***** Extracted records *****

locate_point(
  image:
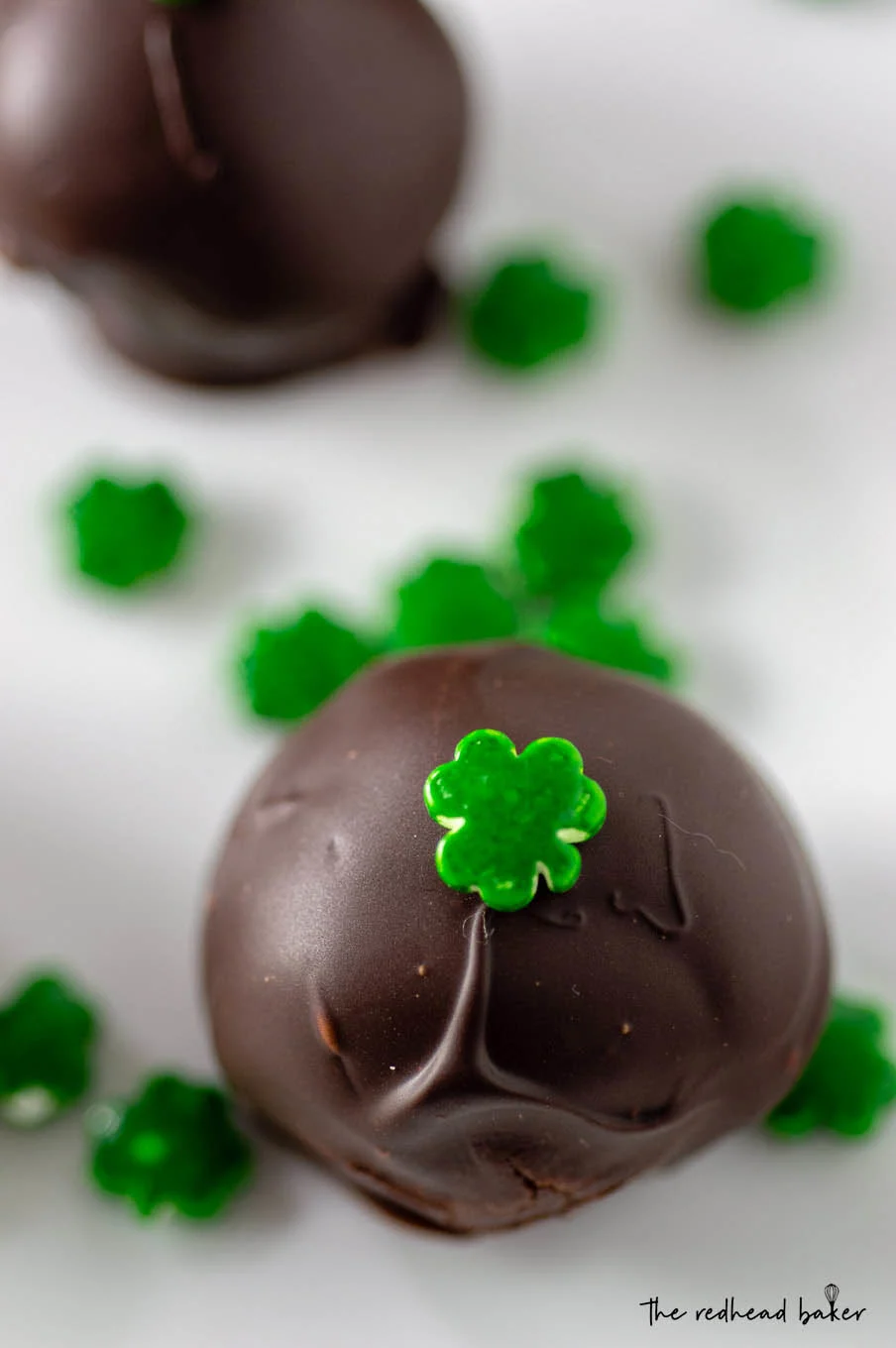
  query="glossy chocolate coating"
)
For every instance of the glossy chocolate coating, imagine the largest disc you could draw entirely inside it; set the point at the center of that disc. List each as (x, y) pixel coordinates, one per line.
(481, 1069)
(236, 189)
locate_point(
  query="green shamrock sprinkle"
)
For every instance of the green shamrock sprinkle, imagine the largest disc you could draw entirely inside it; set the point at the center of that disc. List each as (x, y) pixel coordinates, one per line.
(754, 254)
(512, 817)
(288, 670)
(574, 538)
(46, 1034)
(172, 1146)
(528, 311)
(123, 532)
(849, 1080)
(452, 602)
(577, 627)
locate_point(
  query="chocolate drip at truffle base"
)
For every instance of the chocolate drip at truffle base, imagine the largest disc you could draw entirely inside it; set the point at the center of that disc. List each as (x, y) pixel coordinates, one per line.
(481, 1069)
(236, 189)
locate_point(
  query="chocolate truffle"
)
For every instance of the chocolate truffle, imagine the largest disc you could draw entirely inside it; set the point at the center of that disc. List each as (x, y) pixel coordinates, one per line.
(480, 1069)
(236, 189)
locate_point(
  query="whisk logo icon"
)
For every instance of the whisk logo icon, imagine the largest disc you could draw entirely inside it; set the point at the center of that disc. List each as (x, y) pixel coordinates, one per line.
(832, 1294)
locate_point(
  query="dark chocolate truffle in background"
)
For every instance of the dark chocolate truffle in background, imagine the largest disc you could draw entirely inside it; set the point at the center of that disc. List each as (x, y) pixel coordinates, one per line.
(480, 1069)
(236, 189)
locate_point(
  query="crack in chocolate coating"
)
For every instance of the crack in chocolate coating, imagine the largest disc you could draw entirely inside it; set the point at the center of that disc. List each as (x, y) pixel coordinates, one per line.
(543, 1057)
(236, 189)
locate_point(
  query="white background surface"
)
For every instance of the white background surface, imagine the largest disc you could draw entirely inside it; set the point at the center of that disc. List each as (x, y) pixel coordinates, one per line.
(765, 460)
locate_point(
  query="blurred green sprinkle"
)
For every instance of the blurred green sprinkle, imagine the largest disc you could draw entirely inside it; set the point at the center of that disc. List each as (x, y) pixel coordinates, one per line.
(756, 254)
(849, 1081)
(578, 627)
(46, 1037)
(452, 602)
(287, 670)
(527, 311)
(123, 532)
(174, 1146)
(576, 535)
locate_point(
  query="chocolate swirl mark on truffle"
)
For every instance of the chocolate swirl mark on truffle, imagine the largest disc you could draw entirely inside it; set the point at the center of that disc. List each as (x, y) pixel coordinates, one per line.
(169, 100)
(678, 917)
(461, 1060)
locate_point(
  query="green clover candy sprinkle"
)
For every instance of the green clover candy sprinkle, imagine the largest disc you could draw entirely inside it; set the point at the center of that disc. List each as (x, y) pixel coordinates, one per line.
(512, 817)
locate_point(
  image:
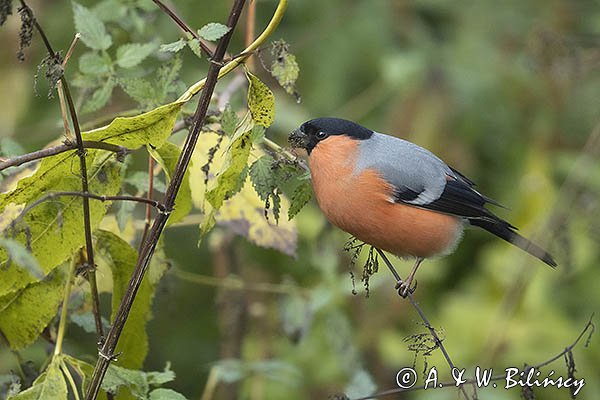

*****

* [Exercise instructions]: Go through the data above and count the lines that hold "query". Respond with the number and no other words.

* [Result for this task]: 11